What these fantasy writers have in common -- Pullman to a lesser extent -- is a deep feeling for the history and mythology of England, together with the ability to tell an absorbing good tale of adventure.  I read the New York Times's review of Fisher's new "young adult" book a couple of weeks ago, and was able to download it this week.  I read it virtually overnight. 

Obsidian Mirror is the first fantasy book I've read since Revelation Space, a couple of months ago.  Nothing could be more different.  Alastair Reynold's imaginative series takes place in a distant future among peoples whose problems are not ours and whose memories of our own lives in the early twenty-first century are as faint and cloudy as are our memories of the Middle Ages.   The series' characters live, and have always lived, in deep space.  They are "deracinated" both physically and mentally.

Fisher's novel, by contrast, is cozy, home-centered, and, well, English -- deeply rooted in the folklore and landscapes of Devon.  People drop in and out on their way to and from other eras -- nineteenth century London is vividly depicted in all its filth, poverty and danger -- but the action centers about an ancient Devon country home, an enormous structure closely surrounded by a fairy-infested enchanted forest.  The plot itself is a bit clunky, perhaps -- absorbing enough, but I had the vague sense of having read stories with similar plots in the past.  But Obsidian Mirror is superlative in presenting characters who I cared about and wanted to know better, and even more superlative in painting a sense of place, scenes both beautiful and frightening.

All the characters, including the trilogy's (presumptive) hero, Jake -- the novel is narrated from multiple points of view --  are self-centered and selfish.  Each wants the mirror for his own aims, and is willing to deceive and trick the others to get it.  For the most part, however, none is able to avoid occasional flare-ups of empathy for the others, thereby softening and humanizing each of them in our eyes.  The fact that the novel's point of view changes several times a chapter prevents us from becoming too attached to -- or from cheering on behalf of -- any one of the characters too exclusively.

- - - - -

Directive A -> In the entries, substitute "validation set" for "evaluation set" throughout the part that opens with the line containing "of the sandal." and runs to the end of the entries. Give that part again with everything else unchanged.

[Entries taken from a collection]
- - - - -

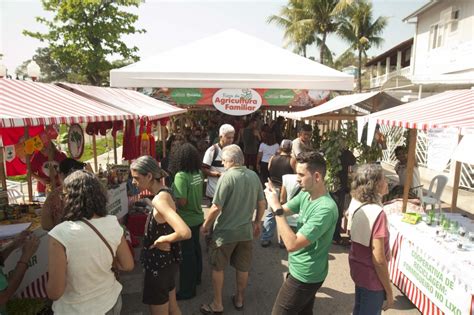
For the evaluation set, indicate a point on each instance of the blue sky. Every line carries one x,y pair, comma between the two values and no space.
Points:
173,23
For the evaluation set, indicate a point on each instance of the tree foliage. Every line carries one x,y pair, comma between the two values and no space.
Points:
358,27
296,32
85,34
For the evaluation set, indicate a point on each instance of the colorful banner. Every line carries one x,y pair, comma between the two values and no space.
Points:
236,102
270,97
117,201
434,280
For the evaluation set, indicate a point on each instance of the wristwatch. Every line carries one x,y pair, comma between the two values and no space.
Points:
278,212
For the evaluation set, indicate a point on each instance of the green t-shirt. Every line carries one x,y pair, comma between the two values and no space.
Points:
317,221
189,186
237,193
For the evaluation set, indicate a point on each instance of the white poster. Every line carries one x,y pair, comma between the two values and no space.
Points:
441,145
445,289
463,152
34,281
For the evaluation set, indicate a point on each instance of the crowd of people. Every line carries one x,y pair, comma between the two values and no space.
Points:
283,184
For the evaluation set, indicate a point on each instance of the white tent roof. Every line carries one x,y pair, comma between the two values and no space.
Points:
336,103
127,100
230,59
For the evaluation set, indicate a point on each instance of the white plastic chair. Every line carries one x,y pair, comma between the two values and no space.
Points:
434,197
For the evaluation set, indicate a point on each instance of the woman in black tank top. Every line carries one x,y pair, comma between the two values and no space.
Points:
164,229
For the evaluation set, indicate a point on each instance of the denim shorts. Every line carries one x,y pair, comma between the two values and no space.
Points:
295,297
368,302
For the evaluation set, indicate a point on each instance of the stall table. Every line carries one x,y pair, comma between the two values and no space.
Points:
430,270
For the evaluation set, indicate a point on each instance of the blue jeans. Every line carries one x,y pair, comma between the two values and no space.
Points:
368,302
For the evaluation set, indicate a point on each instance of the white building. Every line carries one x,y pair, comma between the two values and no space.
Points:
440,55
443,45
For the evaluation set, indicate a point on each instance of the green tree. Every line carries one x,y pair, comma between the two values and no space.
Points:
323,20
296,32
359,29
51,69
84,34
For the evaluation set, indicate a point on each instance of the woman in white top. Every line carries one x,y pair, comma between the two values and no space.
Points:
267,149
80,277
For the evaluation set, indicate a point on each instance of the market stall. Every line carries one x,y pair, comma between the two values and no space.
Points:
149,110
260,76
432,265
26,106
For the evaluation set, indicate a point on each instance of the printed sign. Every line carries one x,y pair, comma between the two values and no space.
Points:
75,141
441,144
117,203
447,291
38,266
237,102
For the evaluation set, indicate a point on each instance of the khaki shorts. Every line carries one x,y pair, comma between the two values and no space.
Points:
238,253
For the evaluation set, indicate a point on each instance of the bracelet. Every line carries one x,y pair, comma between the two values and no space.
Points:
22,262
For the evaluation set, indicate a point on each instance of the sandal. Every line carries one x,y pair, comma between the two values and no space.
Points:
207,309
237,307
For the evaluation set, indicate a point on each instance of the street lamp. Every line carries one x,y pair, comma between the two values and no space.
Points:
33,70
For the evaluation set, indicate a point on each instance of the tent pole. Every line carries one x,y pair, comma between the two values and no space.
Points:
410,166
94,150
28,169
457,177
3,175
114,139
163,140
52,171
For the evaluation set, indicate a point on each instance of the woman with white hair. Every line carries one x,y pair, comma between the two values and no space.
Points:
370,251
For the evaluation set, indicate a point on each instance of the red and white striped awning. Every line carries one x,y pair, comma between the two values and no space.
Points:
448,109
144,106
26,103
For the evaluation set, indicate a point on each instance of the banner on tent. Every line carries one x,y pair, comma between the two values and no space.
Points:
270,97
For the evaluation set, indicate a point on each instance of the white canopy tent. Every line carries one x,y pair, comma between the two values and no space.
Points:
337,103
230,59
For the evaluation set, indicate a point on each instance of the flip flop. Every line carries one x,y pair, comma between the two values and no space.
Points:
237,307
207,309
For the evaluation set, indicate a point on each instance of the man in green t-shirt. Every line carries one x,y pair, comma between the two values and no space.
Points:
238,193
309,247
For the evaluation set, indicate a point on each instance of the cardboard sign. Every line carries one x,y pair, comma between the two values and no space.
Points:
75,141
117,203
237,102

- - - - -

Directive B -> From the book review, return word for word the part that opens with the words "What these fantasy" and closes with "it virtually overnight.".

Task output A ->
For the validation set, indicate a point on each instance of the sandal. Every line carries one x,y pair, comma between the two values and no space.
Points:
207,309
237,307
For the validation set, indicate a point on each instance of the street lamp. Every line carries one x,y pair, comma between the two values and no space.
Points:
33,70
For the validation set, indicate a point on each instance of the tent pole. Every line carries one x,y pair, comma between the two values and no space.
Points:
410,166
94,150
28,169
457,177
3,175
114,139
163,140
52,171
For the validation set, indicate a point on each instance of the woman with white hair. Every line carries one x,y pair, comma between the two values and no space.
Points:
370,251
For the validation set, indicate a point on each instance of the red and white striped awning. Every line carries one x,y pair, comma between the two values and no space.
Points:
448,109
144,106
26,103
For the validation set, indicate a point on each instance of the banner on tent. Every line carries one x,y pair, comma between the two values and no space.
Points:
270,97
For the validation set, indicate a point on each instance of the white canopy tent. Every line carries one x,y pair, comma between the two values and no space.
Points:
337,103
230,59
For the validation set, indicate a point on each instance of the flip flop. Every line carries one x,y pair, comma between the two values and no space.
Points:
237,307
207,309
For the validation set, indicate a point on each instance of the man in green t-shirt. Every line carries one x,y pair, comma between the two values and no space.
Points:
238,193
309,247
For the validation set, indicate a point on each instance of the cardboard sign. Every line carries one x,y pair, comma between the two values and no space.
Points:
75,141
117,203
237,102

Task output B ->
What these fantasy writers have in common -- Pullman to a lesser extent -- is a deep feeling for the history and mythology of England, together with the ability to tell an absorbing good tale of adventure.  I read the New York Times's review of Fisher's new "young adult" book a couple of weeks ago, and was able to download it this week.  I read it virtually overnight.